Translate this sentence from the review of Sunken Garden into Spanish: "Kramer sets out to discover what happened to Vines as a film project."

**Selected excerpt**
[Start of Attachment]
The Dallas Opera presented the U.S. premier Friday night of Sunken Garden, a modern one-act opera first performed in 2013 at the English National Opera. The innovative composer Michel van der Aa collaborated with novelist David Mitchell, who wrote the libretto, to create a multimedia dramatic performance that is part opera and part film, with 3-D elements telling a story that is part science fiction and part mystery.
The complex storyline involves an independent documentary filmmaker named Toby Kramer, who has stumbled onto the disappearance of a man named Simon Vines. Kramer sets out to discover what happened to Vines as a film project. An arts foundation headed by a woman named Zenna Briggs offers to back Kramer financially. He shows her his preliminary work, which includes filmed interviews of Vines' landlady, Amber, who has also disappeared, and Vines' friend Sadaqat. Sadaqat resides in a mental hospital and asserts that one of the doctors there, Dr. Marinus, is involved in the disappearances of Amber and Vines.
The mystery revolves around the disappearances but morphs into the realm of science fiction after Kramer dreams about a peaceful garden that he sets out to find. When he stumbles upon a bright door, Kramer and the audience put on their 3-D glasses and enter the eponymous sunken garden where there are flowers, trees and holograms of Vines and Amber. We learn the backstories of the main characters and begin to see that guilt over a past error brought them all into this garden, also known as an "occult engine." We quickly discover that (surprise!) Briggs created it and brought them all here.
[End of Attachment]
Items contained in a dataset
[Start of Attachment]
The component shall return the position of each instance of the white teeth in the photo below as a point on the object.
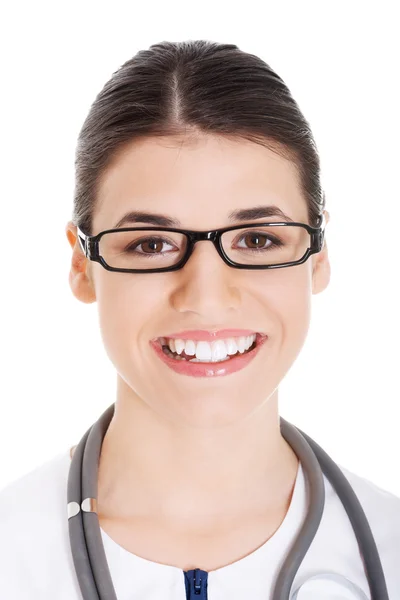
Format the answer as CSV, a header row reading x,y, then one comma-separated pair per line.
x,y
179,346
190,348
214,351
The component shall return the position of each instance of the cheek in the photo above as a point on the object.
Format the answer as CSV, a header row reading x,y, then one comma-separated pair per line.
x,y
287,299
126,311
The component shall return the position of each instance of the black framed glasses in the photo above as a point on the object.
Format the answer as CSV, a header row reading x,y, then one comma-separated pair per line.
x,y
160,249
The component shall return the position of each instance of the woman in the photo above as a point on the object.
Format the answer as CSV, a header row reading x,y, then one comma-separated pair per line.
x,y
199,494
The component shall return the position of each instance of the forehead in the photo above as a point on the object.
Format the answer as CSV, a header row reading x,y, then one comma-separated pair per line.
x,y
197,180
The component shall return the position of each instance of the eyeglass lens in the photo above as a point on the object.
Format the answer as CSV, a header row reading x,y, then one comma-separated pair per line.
x,y
248,246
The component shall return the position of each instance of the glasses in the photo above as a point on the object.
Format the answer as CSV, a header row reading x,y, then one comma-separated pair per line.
x,y
160,249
[End of Attachment]
**Solution for this task**
Kramer se propone descubrir qué le pasó a Vines como proyecto cinematográfico.